— start —

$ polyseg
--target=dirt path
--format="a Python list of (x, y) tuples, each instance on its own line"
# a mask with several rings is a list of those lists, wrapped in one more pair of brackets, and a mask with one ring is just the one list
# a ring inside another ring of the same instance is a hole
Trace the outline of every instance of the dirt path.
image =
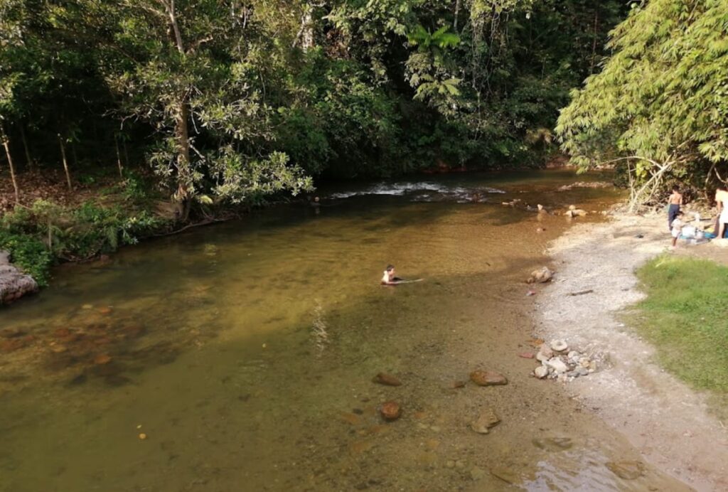
[[(646, 461), (698, 491), (728, 490), (728, 432), (708, 414), (707, 397), (663, 372), (652, 346), (617, 317), (642, 298), (634, 271), (667, 249), (666, 229), (661, 215), (617, 216), (577, 226), (555, 241), (549, 253), (558, 274), (539, 295), (537, 331), (603, 354), (608, 363), (566, 390), (623, 433)], [(707, 248), (719, 250), (706, 245), (695, 252), (705, 255)], [(569, 295), (587, 290), (594, 292)]]

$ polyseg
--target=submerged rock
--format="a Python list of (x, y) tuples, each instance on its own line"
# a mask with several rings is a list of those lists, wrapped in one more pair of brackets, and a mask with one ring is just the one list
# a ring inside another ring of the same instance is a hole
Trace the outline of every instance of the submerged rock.
[(531, 272), (531, 277), (526, 280), (529, 284), (542, 284), (553, 278), (553, 271), (547, 266), (544, 266), (538, 270)]
[(372, 381), (384, 386), (402, 386), (402, 381), (389, 374), (379, 373), (372, 379)]
[(545, 362), (553, 357), (553, 351), (546, 344), (541, 345), (539, 353), (536, 354), (536, 360), (541, 362)]
[(563, 340), (554, 340), (551, 342), (551, 349), (555, 352), (563, 352), (569, 349), (569, 345)]
[(12, 302), (38, 290), (38, 284), (10, 264), (9, 255), (0, 251), (0, 304)]
[(402, 409), (396, 402), (384, 402), (379, 408), (379, 413), (386, 421), (397, 420), (402, 415)]
[(641, 461), (609, 461), (606, 467), (620, 478), (633, 480), (644, 475), (644, 464)]
[(470, 381), (478, 386), (499, 386), (508, 384), (508, 380), (502, 374), (487, 370), (472, 371), (470, 373)]
[(557, 374), (566, 373), (569, 370), (569, 366), (558, 357), (554, 357), (546, 362), (550, 368), (552, 368)]
[(492, 427), (500, 423), (500, 418), (492, 408), (483, 408), (478, 418), (470, 424), (470, 429), (478, 434), (488, 434)]
[(542, 437), (533, 439), (531, 442), (537, 448), (548, 451), (563, 451), (574, 446), (571, 437)]

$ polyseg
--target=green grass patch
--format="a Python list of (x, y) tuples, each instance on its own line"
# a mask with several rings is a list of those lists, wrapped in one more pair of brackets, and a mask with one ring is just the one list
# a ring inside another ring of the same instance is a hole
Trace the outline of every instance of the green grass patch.
[(728, 395), (728, 267), (660, 256), (638, 277), (647, 298), (633, 324), (658, 362), (695, 388)]

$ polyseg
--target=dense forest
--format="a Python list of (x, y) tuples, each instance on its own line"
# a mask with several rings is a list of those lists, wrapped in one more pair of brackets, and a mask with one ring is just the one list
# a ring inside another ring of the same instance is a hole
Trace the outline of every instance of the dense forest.
[(626, 10), (1, 0), (0, 117), (16, 167), (65, 166), (70, 186), (79, 167), (145, 162), (184, 215), (193, 199), (296, 192), (321, 175), (537, 164)]
[(86, 258), (323, 179), (562, 153), (635, 206), (705, 189), (727, 32), (720, 0), (0, 0), (0, 247)]

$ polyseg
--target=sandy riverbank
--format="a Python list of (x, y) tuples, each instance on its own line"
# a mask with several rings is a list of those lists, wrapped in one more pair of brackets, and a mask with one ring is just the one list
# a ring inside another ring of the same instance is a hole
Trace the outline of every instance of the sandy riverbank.
[[(728, 490), (728, 432), (709, 415), (707, 396), (665, 373), (653, 347), (619, 320), (643, 296), (635, 270), (669, 245), (663, 219), (615, 215), (554, 241), (548, 253), (558, 274), (539, 295), (537, 331), (608, 361), (566, 391), (624, 434), (646, 461), (698, 491)], [(588, 290), (593, 293), (569, 295)]]

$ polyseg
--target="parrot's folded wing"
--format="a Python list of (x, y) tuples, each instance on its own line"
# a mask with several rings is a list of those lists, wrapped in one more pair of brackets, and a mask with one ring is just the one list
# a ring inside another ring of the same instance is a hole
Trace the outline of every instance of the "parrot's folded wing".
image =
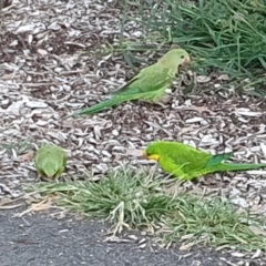
[(234, 155), (234, 153), (223, 153), (223, 154), (217, 154), (213, 155), (206, 163), (205, 167), (209, 168), (215, 165), (221, 164), (224, 160), (231, 158)]
[(172, 83), (168, 69), (151, 65), (141, 71), (136, 76), (129, 81), (119, 90), (112, 92), (112, 95), (132, 95), (137, 93), (155, 92), (167, 89)]

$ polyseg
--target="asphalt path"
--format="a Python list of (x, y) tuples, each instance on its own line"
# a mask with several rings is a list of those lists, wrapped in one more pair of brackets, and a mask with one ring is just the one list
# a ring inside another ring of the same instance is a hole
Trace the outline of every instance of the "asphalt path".
[[(13, 217), (21, 209), (0, 211), (0, 266), (224, 266), (266, 265), (207, 248), (164, 249), (146, 235), (127, 232), (127, 242), (104, 242), (103, 222), (63, 218), (49, 213)], [(231, 252), (232, 253), (232, 252)]]

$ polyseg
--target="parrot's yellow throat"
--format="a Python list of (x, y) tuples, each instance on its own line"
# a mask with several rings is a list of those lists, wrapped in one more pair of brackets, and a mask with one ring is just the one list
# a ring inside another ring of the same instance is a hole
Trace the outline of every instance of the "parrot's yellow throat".
[(147, 155), (146, 151), (143, 152), (143, 156), (147, 160), (155, 160), (158, 161), (160, 160), (160, 155), (158, 154), (152, 154), (152, 155)]

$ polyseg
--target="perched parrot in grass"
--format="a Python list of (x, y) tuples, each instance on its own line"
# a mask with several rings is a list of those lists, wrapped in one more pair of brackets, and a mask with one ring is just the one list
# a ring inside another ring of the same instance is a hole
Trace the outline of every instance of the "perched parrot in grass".
[(152, 64), (135, 75), (127, 84), (111, 93), (111, 99), (91, 108), (83, 109), (74, 115), (94, 114), (103, 109), (111, 108), (131, 100), (157, 102), (170, 88), (178, 72), (178, 66), (190, 63), (188, 53), (183, 49), (172, 49), (155, 64)]
[(66, 153), (60, 146), (44, 144), (37, 151), (34, 163), (39, 176), (55, 180), (64, 172)]
[(186, 181), (219, 171), (266, 167), (266, 164), (226, 164), (223, 161), (232, 157), (233, 153), (212, 155), (180, 142), (154, 142), (146, 147), (143, 156), (157, 161), (164, 171)]

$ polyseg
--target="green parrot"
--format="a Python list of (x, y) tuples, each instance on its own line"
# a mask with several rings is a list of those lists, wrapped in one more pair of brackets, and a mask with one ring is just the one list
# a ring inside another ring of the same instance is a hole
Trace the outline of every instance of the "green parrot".
[(178, 66), (190, 63), (188, 53), (183, 49), (172, 49), (155, 64), (152, 64), (132, 78), (127, 84), (111, 93), (111, 99), (74, 113), (94, 114), (131, 100), (158, 101), (170, 88), (178, 72)]
[(34, 164), (39, 176), (55, 180), (62, 175), (66, 164), (66, 153), (52, 144), (42, 145), (34, 155)]
[(232, 157), (233, 153), (212, 155), (180, 142), (154, 142), (146, 147), (143, 156), (157, 161), (164, 171), (186, 181), (219, 171), (266, 167), (266, 164), (226, 164), (223, 161)]

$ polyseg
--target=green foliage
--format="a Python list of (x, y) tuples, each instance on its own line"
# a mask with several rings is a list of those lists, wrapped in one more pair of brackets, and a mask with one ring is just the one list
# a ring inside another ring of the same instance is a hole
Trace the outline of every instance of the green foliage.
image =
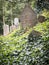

— end —

**Exercise directions**
Pick out every line in the entries above that contains the string "dense". Matching is case-sensitive.

**Answer to the exercise**
--target=dense forest
Trace the outline of every instance of the dense forest.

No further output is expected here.